[[ ENTRIES PROVIDED open ]]

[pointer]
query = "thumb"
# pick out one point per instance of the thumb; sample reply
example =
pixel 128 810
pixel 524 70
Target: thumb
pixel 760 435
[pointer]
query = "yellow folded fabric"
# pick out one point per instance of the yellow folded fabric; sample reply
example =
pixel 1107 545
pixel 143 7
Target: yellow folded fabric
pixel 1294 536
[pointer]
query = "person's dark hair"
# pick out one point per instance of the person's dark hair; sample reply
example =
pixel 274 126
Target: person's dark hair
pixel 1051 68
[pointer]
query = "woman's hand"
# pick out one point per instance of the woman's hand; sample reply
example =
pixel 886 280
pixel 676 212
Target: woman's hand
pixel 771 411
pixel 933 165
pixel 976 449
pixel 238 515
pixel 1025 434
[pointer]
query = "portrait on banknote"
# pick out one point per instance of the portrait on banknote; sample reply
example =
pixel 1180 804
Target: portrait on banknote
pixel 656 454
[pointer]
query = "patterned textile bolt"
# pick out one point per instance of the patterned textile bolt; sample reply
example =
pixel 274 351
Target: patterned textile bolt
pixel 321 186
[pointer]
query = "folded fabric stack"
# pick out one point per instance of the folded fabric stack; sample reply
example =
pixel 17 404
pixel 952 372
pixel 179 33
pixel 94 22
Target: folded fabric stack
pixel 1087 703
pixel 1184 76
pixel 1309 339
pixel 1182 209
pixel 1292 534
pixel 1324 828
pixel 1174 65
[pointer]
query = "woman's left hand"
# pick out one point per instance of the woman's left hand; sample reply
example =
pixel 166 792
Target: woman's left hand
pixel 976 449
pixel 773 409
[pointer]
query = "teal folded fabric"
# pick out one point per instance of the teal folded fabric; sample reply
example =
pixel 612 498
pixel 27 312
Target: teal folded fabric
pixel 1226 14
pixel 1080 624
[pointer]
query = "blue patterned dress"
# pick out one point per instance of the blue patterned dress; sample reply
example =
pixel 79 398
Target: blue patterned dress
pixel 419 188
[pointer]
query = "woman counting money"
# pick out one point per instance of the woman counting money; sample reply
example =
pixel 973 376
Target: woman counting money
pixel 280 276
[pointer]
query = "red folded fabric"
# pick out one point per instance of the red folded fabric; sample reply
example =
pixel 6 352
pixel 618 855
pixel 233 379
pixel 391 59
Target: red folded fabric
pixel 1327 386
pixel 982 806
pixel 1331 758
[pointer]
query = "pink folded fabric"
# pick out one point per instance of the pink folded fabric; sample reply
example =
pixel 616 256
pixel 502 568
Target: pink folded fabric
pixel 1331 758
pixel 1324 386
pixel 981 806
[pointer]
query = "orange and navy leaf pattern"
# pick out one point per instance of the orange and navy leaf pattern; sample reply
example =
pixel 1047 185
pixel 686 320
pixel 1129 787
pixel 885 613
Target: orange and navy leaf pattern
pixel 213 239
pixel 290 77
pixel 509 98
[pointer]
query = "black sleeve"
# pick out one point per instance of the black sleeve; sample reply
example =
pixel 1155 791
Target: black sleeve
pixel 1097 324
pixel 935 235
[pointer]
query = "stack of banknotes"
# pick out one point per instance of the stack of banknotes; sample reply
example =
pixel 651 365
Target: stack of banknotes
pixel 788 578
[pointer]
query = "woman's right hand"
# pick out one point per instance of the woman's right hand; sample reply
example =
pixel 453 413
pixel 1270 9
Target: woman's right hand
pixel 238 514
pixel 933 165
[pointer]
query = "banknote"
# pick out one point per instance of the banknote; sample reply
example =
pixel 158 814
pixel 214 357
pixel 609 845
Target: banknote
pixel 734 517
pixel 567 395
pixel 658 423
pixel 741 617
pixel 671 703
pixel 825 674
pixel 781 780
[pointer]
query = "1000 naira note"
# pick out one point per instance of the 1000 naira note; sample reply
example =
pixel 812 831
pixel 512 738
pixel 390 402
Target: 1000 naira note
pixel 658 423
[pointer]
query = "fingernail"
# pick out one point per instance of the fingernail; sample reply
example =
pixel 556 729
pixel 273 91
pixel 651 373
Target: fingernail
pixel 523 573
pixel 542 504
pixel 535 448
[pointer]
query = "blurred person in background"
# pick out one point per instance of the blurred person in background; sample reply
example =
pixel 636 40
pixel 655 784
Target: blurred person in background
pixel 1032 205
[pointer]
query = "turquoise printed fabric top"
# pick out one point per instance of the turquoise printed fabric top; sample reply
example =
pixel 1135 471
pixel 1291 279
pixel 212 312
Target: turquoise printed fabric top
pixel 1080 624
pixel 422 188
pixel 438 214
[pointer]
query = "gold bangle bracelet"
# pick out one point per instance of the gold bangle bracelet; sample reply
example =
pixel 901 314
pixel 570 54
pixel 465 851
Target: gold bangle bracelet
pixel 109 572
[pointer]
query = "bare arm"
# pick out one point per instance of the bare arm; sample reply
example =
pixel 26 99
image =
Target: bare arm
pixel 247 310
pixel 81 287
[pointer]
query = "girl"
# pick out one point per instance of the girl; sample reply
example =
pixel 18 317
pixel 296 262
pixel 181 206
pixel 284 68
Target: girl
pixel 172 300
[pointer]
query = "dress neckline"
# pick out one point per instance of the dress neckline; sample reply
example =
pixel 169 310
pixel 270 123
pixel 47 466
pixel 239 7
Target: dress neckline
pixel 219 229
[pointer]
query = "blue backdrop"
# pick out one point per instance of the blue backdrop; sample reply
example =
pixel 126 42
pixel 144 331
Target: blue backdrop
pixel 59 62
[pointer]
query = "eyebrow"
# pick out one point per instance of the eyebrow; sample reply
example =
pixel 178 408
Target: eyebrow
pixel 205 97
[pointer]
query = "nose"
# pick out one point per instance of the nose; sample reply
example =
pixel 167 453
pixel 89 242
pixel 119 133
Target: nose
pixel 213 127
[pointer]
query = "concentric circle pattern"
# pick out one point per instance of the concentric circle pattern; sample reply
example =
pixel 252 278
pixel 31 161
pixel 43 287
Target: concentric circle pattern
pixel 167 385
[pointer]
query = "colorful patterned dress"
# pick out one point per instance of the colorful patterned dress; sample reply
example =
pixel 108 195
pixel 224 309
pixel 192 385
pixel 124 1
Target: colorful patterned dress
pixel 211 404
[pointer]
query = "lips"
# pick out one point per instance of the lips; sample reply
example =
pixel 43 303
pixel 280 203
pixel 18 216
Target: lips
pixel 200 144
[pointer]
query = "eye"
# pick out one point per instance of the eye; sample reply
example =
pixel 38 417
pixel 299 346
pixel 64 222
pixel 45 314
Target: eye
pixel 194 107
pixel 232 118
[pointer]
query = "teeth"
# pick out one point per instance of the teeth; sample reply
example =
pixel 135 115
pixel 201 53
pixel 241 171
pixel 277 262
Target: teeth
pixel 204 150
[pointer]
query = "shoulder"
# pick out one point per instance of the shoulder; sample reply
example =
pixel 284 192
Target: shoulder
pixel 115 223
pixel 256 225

[[ ENTRIES PROVIDED closed ]]

Beginning at the top of the entries above, output each line exactly, and end with the line in which "pixel 94 22" appears.

[pointer]
query = "thumb"
# pick out one point per instance of the thumb; sample reply
example =
pixel 128 810
pixel 524 70
Target: thumb
pixel 760 435
[pointer]
query = "yellow folded fabric"
# pick out one point per instance of the yellow folded fabric; sample reply
example =
pixel 1107 545
pixel 143 7
Target: yellow folded fabric
pixel 1294 536
[pointer]
query = "person's dark hair"
# pick out one point per instance of the person's dark hair; sample reply
example =
pixel 274 126
Target: person's dark hair
pixel 1051 68
[pointer]
query = "woman's hand"
# pick out one point per instance of the woman's hand; sample reply
example =
pixel 886 280
pixel 676 212
Target: woman's hand
pixel 771 411
pixel 933 165
pixel 976 449
pixel 238 515
pixel 1025 434
[pointer]
query = "portrait on banknote"
# pick out one point per instance of the portrait on banknote; sample reply
example =
pixel 1180 804
Target: portrait on banknote
pixel 656 454
[pointer]
query = "patterned textile bolt"
# pick out one point per instance of the patterned textile bolt; sample reply
example =
pixel 274 351
Target: patterned textile bolt
pixel 321 186
[pointer]
query = "folded fabric stack"
# pick out one point per instance of the folded fabric stack; sample reply
example =
pixel 17 404
pixel 952 372
pixel 179 33
pixel 94 22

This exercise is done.